- WHAT IS BEING ASKED -
In the records below, find the line holding "Where can you see the long" and the line holding "Where can you see the stack". Set down both, with every line between them, exactly.

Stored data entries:
___
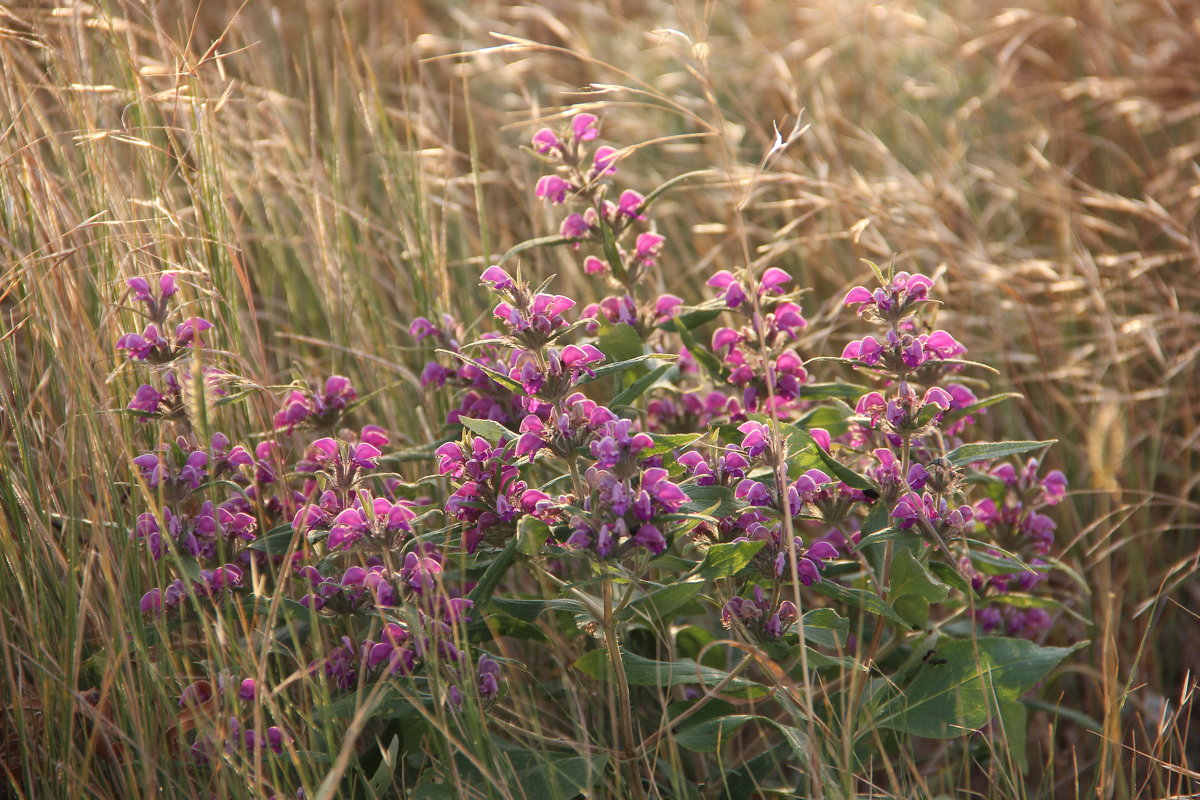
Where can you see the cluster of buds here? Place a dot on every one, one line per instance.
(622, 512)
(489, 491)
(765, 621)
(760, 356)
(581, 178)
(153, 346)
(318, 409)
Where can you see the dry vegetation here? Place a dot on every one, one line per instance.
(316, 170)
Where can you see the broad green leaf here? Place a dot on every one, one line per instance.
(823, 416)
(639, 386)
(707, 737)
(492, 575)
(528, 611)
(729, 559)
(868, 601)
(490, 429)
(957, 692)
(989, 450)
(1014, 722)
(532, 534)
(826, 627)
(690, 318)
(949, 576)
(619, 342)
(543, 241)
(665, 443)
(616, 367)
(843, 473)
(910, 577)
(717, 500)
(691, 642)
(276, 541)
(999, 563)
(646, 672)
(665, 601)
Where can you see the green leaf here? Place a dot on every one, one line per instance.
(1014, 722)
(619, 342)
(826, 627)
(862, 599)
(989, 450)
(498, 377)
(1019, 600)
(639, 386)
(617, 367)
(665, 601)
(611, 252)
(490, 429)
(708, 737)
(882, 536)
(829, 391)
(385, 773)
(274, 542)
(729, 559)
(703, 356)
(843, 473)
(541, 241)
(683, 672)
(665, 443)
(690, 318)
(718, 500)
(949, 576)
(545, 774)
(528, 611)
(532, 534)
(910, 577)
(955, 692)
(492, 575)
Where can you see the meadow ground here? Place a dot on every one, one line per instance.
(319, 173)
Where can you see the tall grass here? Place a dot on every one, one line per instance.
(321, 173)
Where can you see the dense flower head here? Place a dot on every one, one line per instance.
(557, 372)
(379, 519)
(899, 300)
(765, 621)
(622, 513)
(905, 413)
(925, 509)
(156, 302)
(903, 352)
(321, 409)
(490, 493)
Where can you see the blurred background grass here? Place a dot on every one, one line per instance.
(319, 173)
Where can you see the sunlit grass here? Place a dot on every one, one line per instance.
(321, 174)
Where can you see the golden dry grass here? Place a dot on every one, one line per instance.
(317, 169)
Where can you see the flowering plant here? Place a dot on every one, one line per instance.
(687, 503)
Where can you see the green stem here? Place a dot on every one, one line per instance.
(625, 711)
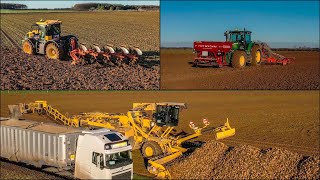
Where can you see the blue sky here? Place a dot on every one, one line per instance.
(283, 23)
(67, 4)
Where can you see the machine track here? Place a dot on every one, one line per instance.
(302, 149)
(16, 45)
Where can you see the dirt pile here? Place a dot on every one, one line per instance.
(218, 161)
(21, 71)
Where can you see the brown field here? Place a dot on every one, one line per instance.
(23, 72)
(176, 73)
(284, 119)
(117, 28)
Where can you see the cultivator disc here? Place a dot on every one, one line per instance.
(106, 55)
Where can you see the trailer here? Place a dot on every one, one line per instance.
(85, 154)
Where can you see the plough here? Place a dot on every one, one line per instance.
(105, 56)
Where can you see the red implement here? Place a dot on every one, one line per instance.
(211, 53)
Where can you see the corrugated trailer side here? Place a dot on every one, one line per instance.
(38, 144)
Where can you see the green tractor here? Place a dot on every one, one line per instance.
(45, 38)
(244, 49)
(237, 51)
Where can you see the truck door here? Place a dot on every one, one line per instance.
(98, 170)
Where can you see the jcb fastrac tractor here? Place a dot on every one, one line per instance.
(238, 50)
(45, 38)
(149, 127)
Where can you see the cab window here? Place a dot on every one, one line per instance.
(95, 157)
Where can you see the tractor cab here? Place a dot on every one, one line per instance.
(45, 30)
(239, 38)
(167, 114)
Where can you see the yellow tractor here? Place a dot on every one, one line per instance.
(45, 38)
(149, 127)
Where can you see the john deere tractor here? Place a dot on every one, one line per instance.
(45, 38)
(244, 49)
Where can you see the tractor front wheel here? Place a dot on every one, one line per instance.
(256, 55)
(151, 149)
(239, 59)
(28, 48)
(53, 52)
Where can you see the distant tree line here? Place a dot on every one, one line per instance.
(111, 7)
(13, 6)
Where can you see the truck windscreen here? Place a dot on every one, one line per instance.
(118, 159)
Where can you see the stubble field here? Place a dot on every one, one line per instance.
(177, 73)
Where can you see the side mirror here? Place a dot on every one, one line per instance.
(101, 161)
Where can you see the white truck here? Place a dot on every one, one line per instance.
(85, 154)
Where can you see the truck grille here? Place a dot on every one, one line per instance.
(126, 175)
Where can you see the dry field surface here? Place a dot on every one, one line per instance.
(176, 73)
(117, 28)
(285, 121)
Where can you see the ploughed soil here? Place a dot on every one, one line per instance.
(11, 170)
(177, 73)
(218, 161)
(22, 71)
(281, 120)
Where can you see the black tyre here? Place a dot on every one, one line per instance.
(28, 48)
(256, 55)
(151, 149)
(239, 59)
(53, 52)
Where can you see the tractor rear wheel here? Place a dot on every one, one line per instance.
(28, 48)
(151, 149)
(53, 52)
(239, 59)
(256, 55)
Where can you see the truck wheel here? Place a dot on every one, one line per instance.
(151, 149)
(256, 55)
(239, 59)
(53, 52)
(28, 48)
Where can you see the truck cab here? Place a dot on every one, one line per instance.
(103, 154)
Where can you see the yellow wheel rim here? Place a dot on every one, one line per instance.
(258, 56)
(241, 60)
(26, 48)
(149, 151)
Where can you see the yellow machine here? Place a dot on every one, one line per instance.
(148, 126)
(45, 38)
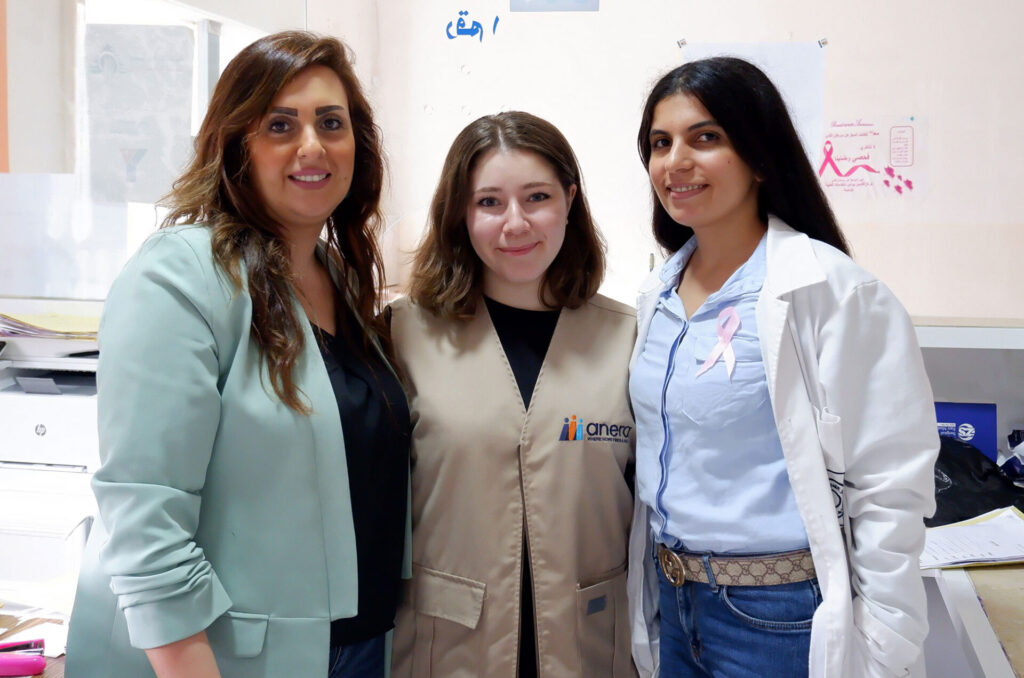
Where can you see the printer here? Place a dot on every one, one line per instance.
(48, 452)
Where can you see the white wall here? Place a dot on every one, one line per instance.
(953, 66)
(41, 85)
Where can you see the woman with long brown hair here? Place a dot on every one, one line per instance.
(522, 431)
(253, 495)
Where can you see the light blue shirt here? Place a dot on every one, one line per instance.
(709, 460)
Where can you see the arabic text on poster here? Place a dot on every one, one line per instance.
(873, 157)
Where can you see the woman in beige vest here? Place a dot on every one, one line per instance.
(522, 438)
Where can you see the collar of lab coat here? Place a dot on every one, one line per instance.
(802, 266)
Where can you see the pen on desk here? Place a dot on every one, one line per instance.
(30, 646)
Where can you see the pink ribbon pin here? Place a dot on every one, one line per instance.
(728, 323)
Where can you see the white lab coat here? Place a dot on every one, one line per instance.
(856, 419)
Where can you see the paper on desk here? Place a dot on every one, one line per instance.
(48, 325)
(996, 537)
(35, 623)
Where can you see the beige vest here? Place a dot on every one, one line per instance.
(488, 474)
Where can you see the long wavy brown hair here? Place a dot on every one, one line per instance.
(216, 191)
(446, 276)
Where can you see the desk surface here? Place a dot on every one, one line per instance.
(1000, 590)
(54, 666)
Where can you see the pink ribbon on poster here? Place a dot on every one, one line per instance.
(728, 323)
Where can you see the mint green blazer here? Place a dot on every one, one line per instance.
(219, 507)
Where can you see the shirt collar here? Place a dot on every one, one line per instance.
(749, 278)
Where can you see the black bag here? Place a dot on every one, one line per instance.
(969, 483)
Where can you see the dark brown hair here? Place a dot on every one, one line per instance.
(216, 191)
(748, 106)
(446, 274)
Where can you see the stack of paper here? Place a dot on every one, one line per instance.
___
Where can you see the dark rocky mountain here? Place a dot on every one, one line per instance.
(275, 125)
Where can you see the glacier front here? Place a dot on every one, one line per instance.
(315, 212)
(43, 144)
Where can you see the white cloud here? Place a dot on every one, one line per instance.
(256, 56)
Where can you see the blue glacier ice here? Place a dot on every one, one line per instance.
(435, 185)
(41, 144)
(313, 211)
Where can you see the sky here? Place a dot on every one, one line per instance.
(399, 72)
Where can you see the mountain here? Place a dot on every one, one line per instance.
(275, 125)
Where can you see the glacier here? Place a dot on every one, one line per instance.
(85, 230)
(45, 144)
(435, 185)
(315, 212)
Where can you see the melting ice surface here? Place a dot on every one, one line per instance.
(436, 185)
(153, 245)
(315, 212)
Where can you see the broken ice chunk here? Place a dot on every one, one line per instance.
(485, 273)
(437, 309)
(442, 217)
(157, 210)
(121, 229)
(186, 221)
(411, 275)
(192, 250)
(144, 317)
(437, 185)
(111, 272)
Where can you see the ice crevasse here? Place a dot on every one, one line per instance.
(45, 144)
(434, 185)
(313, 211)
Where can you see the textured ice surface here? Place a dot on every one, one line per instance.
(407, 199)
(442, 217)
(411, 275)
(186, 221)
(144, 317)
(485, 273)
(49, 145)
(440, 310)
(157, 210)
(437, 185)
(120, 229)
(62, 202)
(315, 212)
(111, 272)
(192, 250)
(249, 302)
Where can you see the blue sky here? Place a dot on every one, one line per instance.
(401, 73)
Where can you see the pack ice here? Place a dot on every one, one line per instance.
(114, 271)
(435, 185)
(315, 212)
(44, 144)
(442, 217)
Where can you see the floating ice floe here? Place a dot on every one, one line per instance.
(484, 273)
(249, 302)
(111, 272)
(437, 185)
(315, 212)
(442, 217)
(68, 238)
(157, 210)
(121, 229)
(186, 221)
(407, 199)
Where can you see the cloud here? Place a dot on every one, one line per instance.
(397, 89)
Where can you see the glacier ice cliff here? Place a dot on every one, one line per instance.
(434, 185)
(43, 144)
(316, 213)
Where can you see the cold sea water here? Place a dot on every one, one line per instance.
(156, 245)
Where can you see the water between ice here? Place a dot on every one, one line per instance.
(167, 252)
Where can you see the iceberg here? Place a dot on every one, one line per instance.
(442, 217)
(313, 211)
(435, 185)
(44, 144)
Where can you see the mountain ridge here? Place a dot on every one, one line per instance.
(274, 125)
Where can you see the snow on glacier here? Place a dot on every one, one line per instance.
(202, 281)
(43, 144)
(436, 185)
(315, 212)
___
- WORKED SOLUTION -
Where can you see the long wavy brown hair here? Place a dot on every one, one line per instance.
(216, 191)
(446, 276)
Where can you see the desk surface here? Place a dot on every one, one line per instance.
(1000, 590)
(54, 666)
Where can you see the pink ribbon on poster here? Place a dot on every one, one line per instance.
(728, 323)
Where can you see the mint green blazer here? Place a dot on every one, one line per instance.
(219, 507)
Where can you see the shirt collar here? Place a dot on every one, one line per instance.
(749, 278)
Where can you see the black bag here? Place a dot on every one, one line per instance.
(969, 483)
Where can you see the dark brown hair here? Place a dot on every one, one line per instance.
(216, 191)
(748, 106)
(446, 274)
Where can you see the stack of paper here? Place a dot on every one, one line per instance.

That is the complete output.